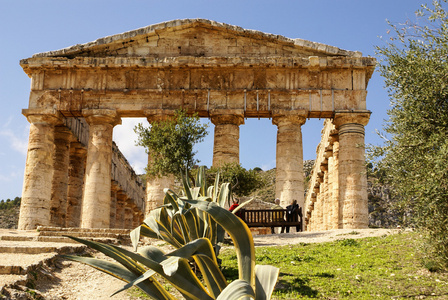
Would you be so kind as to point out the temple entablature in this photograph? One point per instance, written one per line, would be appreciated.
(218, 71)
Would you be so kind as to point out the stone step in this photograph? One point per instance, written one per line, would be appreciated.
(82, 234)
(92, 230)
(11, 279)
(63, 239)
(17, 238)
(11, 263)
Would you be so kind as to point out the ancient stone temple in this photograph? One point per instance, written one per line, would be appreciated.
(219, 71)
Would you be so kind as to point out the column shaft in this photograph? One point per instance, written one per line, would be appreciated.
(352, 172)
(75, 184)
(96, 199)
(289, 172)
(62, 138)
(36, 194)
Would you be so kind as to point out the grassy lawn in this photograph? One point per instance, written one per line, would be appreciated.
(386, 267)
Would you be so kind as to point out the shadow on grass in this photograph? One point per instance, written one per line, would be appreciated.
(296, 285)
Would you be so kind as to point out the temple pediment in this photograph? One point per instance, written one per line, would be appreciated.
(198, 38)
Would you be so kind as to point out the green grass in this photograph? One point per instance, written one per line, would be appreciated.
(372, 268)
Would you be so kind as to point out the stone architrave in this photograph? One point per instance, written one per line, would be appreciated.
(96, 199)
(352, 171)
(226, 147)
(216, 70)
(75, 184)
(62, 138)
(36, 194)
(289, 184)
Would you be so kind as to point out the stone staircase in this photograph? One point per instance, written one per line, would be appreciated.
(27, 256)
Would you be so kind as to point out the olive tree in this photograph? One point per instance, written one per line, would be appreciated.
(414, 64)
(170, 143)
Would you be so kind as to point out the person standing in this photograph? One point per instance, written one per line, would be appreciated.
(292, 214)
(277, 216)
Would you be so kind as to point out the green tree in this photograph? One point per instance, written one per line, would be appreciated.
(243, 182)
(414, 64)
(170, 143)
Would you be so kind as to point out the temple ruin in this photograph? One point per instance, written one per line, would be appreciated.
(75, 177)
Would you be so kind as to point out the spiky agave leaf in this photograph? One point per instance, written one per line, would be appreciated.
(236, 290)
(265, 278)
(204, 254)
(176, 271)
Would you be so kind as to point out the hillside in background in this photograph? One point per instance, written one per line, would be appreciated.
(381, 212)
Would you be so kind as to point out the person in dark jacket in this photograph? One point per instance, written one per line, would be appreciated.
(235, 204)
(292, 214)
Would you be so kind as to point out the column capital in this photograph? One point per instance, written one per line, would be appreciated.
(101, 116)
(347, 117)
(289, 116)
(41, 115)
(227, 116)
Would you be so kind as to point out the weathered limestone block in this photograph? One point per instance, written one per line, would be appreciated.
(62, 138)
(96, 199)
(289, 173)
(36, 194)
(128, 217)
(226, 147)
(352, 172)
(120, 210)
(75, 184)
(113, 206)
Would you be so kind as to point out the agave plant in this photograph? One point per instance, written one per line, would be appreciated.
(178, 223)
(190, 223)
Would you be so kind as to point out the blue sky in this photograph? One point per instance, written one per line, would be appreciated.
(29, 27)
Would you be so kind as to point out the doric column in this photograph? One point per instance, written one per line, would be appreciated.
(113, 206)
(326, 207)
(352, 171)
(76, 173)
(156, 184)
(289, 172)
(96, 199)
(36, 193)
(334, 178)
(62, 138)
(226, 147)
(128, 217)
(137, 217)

****************

Each line of the material goes into your copy unchanged, but no picture does.

Would you be so kind as to point out the temple entablature in this photograph? One point per instance, written one per line, would be appreciated.
(218, 71)
Would you be so kind as to point out the stone step in this photograph? One point per instance, written one per line, would be appreciated.
(82, 234)
(92, 230)
(11, 279)
(63, 239)
(17, 238)
(11, 263)
Would you be so kind as to point out the ancient stone temple in this photograph? One point per instance, written one per line, would be appreciated.
(219, 71)
Would you be so kind as to point out the column shaft in this photograph? One point per instance, written one per line, would be appreciated.
(352, 172)
(75, 184)
(96, 199)
(289, 172)
(62, 138)
(36, 194)
Would you be so kind as to point out the grassy lawn in this photograph? One point per instance, written one per line, would be appreciated.
(386, 267)
Would you be so kind as to point out the shadow on grass in this photograph? One point per instance, written one per line, would be appreciated.
(296, 285)
Would you be so kind as to point out the temple pediment in this photograph? One point per instance, written one per line, would be appreciated.
(198, 38)
Would you be so kind as to point out the green grass in this photograph? One point per instance, written one per line, would be appreciated.
(372, 268)
Would you be so kind as to point out the stone architrave in this photograph? One point per instance, written one per line, would be appreciated.
(96, 199)
(352, 171)
(226, 147)
(216, 70)
(75, 184)
(62, 138)
(36, 194)
(289, 184)
Would you be so kind as to point out the stone staircase in this photograph? One point per instance, written one per line, would be appreciated.
(27, 256)
Would you be so kind as to point out the olive tree in this photograph? One point per instance, written one per line, would be appreciated.
(414, 64)
(170, 143)
Would you be so kind as to point out the person standing in this photograph? One point per instance, written one per line, would be appreciated.
(292, 214)
(277, 216)
Would you be so kind as to point out the green tree in this photograph? One point per instance, written one per line, would be appreciated.
(243, 182)
(414, 64)
(170, 143)
Would you be so kind as to point out the temple ruin in this photograph? One point per instance, written one per line, would be appreciated.
(75, 177)
Would you be so kind as to point out the spiky agave leaf in this photograph? One point per instance, written one per line, would be appreciated.
(236, 290)
(265, 278)
(204, 254)
(176, 271)
Would you be so kind as to point out the hillside in background in this photograph? One point per instance, written one per line, would be appreciated.
(381, 212)
Would you be so kind as to point out the person in dark jacket in this photograph? One point per instance, written one per line, would be appreciated.
(235, 204)
(292, 214)
Would you be so kind as to point out the column capital in this photograph? One point per instance, written one per line, would be appreciated.
(101, 116)
(347, 117)
(289, 116)
(41, 115)
(227, 116)
Would you be so kind as to point out the weathered limestone block in this photograph? One point per instance, written one per line, would be appreciated.
(62, 138)
(96, 199)
(289, 173)
(36, 194)
(128, 217)
(226, 147)
(352, 172)
(120, 210)
(75, 184)
(113, 206)
Would you be so kind as to point out the agave plant in this photograph? One point per instance, written one per line, would be appreciated.
(178, 223)
(190, 223)
Would you be so kind as to point out the blue sky in this photograph? One point per instance, written one per line, would be appreciated.
(29, 27)
Would you be so kind as to point out the doric column in this photograph? One point per instance, written one per line, would be appreciated.
(113, 206)
(326, 207)
(352, 171)
(76, 173)
(156, 184)
(289, 172)
(96, 199)
(36, 193)
(334, 178)
(62, 138)
(226, 147)
(128, 217)
(137, 217)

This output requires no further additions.